The Boone Circuit Court, ruling in favor of Van Bourgondien, relied on Hibbs-Kiefer Hat Co. v. Schneiderhan , 236 Ky. 470, 33 S.W.2d 304 (1930), which involved an employer's contract with its traveling salesman to sell products on commission. The parties agreed the employer would advance weekly travel expenses to the salesman's drawing account and that the advances would be deducted from the commissions earned. Id. The salesman later resigned, having been paid more in advances than he earned in commissions. Id. The employer sued for breach of contract to recover the difference between the advances paid and commissions earned. Id. The Court concluded the parties' agreement precluded the employer from recovering the funds from its former employee. Id. at 305. The Court explained its reasoning, in relevant part:

No contract can be implied under which personal indebtedness will be created, for the express contract alleged in this petition is that those sums were to be deducted from the commissions which the employee might earn. There is no reference to any personal liability. The sole source of reimbursement was the commissions. It was the belief of the parties that these would be sufficient, not only to reimburse the companies, but to compensate the salesman in addition. To that extent the enterprise was in the nature of a joint speculative adventure from which both parties expected to profit.

Id.

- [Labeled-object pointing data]
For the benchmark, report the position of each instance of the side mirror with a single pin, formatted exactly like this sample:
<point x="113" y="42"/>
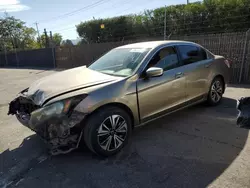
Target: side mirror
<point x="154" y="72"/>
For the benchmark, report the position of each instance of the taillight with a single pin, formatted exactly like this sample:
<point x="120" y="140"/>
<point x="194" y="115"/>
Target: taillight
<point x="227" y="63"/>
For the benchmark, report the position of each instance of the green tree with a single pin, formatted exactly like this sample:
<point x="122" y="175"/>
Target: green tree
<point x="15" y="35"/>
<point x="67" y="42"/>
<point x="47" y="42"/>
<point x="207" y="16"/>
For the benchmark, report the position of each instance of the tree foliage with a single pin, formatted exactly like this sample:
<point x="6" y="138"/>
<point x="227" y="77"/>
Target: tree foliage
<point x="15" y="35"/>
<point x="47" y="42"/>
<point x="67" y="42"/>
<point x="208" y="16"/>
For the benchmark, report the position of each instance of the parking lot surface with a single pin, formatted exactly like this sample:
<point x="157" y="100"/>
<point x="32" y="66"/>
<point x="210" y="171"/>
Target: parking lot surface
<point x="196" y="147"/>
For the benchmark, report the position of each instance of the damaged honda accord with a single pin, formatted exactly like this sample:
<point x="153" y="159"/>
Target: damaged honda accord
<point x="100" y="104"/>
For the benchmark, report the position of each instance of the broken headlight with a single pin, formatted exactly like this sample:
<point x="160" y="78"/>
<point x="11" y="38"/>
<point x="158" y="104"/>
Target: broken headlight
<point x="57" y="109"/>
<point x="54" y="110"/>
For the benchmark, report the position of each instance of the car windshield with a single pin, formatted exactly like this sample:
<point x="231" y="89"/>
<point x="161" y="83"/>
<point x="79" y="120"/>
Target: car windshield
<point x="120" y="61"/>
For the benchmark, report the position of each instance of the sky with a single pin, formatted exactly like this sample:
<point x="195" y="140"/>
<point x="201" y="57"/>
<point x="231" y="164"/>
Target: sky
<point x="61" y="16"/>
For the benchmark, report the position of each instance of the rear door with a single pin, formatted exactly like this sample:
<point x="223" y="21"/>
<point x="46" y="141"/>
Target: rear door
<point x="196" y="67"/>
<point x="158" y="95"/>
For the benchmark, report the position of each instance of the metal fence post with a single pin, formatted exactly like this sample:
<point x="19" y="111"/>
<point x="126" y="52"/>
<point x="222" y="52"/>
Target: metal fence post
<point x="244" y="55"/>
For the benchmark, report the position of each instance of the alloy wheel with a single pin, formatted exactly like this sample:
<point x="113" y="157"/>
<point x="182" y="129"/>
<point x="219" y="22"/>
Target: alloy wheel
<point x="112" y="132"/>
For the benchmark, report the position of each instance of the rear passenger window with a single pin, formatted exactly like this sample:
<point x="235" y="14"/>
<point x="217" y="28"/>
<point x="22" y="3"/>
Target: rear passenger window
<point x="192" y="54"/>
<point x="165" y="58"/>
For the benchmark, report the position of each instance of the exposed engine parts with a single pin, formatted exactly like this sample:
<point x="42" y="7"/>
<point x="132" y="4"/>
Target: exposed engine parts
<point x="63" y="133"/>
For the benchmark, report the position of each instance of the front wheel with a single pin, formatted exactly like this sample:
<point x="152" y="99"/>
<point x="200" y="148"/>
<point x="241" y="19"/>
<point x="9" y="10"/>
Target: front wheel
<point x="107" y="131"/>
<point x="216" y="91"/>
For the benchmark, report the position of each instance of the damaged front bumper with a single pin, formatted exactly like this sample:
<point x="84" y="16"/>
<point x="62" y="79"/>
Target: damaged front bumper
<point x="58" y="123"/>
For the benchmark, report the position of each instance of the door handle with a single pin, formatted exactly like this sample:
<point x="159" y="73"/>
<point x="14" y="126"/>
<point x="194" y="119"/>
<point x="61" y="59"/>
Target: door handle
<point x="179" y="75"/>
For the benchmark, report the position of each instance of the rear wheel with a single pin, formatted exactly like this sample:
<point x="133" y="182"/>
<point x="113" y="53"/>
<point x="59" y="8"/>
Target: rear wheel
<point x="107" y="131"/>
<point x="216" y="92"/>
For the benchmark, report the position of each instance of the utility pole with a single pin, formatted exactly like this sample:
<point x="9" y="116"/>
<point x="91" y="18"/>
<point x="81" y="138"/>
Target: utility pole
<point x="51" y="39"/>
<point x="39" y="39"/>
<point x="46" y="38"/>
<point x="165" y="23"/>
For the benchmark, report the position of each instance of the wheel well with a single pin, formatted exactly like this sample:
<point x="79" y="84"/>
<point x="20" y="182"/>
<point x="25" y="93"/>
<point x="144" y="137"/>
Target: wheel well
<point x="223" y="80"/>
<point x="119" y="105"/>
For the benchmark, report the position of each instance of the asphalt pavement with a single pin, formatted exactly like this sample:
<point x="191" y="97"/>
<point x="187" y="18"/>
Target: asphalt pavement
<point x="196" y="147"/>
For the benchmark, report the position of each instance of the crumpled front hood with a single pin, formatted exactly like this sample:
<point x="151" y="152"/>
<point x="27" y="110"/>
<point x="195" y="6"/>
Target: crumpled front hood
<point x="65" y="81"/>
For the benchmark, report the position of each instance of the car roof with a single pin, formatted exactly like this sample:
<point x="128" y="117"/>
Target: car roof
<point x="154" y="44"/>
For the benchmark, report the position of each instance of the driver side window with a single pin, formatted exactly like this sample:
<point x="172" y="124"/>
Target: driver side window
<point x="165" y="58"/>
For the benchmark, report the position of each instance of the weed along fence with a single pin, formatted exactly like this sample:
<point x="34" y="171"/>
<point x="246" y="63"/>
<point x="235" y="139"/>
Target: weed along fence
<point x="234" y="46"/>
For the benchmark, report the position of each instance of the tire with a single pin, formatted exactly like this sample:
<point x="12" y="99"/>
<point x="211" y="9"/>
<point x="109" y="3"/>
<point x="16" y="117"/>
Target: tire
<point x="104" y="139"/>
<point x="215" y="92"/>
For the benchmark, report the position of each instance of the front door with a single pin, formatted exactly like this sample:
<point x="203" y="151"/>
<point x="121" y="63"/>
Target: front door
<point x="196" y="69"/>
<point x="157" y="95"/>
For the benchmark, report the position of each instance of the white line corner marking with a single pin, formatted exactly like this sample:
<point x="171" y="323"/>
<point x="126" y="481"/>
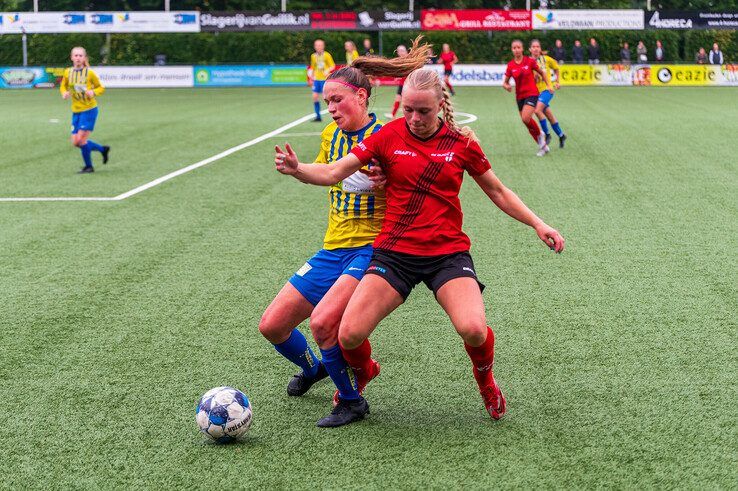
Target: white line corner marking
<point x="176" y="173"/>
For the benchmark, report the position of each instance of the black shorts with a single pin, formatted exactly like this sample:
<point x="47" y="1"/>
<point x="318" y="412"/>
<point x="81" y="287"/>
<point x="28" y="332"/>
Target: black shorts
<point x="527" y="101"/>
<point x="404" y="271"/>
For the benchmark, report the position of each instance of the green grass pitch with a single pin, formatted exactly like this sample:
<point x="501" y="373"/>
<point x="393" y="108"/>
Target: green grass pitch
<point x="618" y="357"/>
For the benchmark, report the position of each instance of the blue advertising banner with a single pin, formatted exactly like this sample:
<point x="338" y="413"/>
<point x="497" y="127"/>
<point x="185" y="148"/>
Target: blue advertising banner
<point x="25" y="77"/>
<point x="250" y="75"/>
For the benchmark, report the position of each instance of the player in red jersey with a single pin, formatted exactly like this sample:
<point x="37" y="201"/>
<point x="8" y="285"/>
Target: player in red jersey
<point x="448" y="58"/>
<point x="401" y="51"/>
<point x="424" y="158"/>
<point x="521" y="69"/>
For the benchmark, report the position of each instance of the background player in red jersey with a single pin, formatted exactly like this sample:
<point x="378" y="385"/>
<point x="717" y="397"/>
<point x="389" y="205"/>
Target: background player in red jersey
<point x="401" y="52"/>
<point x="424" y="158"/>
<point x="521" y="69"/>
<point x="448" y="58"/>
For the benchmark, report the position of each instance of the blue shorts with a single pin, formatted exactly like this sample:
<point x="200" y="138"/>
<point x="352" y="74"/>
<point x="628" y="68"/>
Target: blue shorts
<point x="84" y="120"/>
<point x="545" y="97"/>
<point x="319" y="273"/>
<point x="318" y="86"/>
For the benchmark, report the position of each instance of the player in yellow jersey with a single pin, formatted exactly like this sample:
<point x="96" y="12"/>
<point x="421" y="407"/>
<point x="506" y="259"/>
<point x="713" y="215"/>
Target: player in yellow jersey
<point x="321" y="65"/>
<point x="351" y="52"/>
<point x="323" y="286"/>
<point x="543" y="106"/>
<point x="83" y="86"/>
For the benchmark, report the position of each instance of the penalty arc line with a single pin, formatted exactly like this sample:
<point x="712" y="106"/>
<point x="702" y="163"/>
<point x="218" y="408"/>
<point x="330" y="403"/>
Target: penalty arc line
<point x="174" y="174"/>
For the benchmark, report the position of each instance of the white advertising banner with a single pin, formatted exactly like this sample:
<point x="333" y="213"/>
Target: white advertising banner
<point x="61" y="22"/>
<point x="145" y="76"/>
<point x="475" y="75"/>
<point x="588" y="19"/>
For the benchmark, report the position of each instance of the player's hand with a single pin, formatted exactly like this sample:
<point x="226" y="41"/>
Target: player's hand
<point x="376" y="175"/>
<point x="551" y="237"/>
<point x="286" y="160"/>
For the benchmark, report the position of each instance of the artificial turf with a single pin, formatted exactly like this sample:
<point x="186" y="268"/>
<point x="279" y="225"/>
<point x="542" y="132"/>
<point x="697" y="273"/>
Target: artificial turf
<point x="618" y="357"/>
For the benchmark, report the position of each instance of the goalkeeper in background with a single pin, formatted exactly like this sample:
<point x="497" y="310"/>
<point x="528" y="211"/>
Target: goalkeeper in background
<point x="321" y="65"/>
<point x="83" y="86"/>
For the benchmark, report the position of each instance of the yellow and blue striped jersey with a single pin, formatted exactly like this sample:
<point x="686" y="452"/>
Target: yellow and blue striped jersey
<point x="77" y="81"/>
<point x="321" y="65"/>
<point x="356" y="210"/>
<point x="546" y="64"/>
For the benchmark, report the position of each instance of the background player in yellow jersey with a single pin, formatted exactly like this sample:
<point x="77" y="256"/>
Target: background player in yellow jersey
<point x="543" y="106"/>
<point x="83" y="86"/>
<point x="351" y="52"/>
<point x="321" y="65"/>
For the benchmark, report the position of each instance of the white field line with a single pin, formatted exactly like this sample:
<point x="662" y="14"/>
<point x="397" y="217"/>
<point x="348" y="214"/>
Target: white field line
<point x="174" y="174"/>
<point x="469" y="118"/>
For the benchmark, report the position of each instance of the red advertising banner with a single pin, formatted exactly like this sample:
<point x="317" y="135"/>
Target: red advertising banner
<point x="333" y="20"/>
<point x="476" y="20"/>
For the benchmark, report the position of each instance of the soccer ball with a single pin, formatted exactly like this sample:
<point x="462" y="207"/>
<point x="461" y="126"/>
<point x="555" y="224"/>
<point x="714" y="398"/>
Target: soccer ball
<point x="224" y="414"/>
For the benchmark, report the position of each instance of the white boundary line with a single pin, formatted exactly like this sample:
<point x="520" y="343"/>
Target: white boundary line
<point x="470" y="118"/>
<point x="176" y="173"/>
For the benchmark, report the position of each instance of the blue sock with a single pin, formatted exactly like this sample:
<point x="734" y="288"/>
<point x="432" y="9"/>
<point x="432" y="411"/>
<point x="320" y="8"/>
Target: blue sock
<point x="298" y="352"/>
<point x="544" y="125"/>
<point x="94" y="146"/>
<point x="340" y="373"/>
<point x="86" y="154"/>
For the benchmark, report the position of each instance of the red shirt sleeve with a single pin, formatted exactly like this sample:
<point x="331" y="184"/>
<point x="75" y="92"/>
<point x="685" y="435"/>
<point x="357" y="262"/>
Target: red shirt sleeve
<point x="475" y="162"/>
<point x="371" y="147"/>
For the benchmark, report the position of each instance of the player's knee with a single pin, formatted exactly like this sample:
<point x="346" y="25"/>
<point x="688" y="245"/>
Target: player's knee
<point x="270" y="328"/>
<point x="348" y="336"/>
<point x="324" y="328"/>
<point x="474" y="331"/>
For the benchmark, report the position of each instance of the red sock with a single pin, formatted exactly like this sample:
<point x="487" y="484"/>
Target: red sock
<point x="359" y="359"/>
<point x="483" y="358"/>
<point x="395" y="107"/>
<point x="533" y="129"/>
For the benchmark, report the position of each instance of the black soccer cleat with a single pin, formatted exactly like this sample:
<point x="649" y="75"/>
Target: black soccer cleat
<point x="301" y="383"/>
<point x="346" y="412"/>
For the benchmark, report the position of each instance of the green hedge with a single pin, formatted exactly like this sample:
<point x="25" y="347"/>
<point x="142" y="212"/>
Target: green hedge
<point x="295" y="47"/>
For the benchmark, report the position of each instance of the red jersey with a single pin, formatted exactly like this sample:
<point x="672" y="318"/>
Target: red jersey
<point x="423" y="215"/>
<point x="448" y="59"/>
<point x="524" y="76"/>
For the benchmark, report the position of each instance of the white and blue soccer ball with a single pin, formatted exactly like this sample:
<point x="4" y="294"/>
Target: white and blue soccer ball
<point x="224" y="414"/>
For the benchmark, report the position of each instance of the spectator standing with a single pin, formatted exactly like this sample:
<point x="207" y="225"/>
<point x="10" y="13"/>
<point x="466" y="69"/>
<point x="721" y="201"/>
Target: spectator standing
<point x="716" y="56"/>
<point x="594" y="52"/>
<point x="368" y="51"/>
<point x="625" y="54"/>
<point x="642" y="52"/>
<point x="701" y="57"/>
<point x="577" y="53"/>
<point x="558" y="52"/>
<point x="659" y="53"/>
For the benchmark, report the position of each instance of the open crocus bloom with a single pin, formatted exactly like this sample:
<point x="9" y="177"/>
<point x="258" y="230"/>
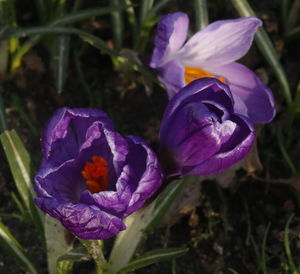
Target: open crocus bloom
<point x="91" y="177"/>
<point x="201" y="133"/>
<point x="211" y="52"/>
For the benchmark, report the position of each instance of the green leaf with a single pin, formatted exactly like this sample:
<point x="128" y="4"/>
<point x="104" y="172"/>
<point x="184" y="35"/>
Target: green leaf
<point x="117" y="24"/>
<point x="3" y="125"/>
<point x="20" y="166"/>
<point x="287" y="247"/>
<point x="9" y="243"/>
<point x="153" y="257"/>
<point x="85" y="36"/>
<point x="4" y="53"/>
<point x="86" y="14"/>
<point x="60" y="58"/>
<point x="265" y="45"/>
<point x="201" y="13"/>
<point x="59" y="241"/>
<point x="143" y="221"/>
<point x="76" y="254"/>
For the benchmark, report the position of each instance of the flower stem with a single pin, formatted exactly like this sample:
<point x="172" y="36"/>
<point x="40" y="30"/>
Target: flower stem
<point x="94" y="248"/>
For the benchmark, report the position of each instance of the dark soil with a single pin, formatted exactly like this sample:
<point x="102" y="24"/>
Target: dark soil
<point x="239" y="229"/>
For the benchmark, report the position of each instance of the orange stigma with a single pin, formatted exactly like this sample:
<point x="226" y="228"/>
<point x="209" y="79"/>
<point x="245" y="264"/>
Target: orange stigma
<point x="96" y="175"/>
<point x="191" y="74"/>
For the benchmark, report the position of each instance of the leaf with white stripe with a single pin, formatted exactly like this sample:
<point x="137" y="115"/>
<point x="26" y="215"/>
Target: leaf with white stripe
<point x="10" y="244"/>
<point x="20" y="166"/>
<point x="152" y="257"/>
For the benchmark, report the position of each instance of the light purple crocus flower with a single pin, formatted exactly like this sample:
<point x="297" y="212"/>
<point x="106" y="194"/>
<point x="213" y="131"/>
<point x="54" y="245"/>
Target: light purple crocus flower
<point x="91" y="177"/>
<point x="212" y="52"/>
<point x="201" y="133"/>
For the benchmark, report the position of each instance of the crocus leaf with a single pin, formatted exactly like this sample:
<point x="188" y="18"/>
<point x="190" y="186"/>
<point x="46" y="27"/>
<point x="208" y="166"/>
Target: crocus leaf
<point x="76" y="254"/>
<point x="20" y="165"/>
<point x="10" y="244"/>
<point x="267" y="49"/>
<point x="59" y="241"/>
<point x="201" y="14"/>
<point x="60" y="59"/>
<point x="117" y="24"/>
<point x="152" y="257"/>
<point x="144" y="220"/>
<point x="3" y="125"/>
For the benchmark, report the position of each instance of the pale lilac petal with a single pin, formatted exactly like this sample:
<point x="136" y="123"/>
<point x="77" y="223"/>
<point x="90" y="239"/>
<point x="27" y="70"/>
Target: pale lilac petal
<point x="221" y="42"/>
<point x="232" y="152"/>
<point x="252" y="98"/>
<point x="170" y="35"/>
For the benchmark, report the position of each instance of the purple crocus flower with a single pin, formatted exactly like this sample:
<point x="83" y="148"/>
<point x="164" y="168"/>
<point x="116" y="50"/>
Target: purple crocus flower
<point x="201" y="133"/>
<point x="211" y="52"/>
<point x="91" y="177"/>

- [PROBLEM TO WORK ON] Reproduce the full legal passage about the salesman's commission advances word for word, with no changes.

- [EXERCISE OUTPUT]
The Boone Circuit Court, ruling in favor of Van Bourgondien, relied on Hibbs-Kiefer Hat Co. v. Schneiderhan , 236 Ky. 470, 33 S.W.2d 304 (1930), which involved an employer's contract with its traveling salesman to sell products on commission. The parties agreed the employer would advance weekly travel expenses to the salesman's drawing account and that the advances would be deducted from the commissions earned. Id. The salesman later resigned, having been paid more in advances than he earned in commissions. Id. The employer sued for breach of contract to recover the difference between the advances paid and commissions earned. Id. The Court concluded the parties' agreement precluded the employer from recovering the funds from its former employee. Id. at 305. The Court explained its reasoning, in relevant part:

No contract can be implied under which personal indebtedness will be created, for the express contract alleged in this petition is that those sums were to be deducted from the commissions which the employee might earn. There is no reference to any personal liability. The sole source of reimbursement was the commissions. It was the belief of the parties that these would be sufficient, not only to reimburse the companies, but to compensate the salesman in addition. To that extent the enterprise was in the nature of a joint speculative adventure from which both parties expected to profit.

Id.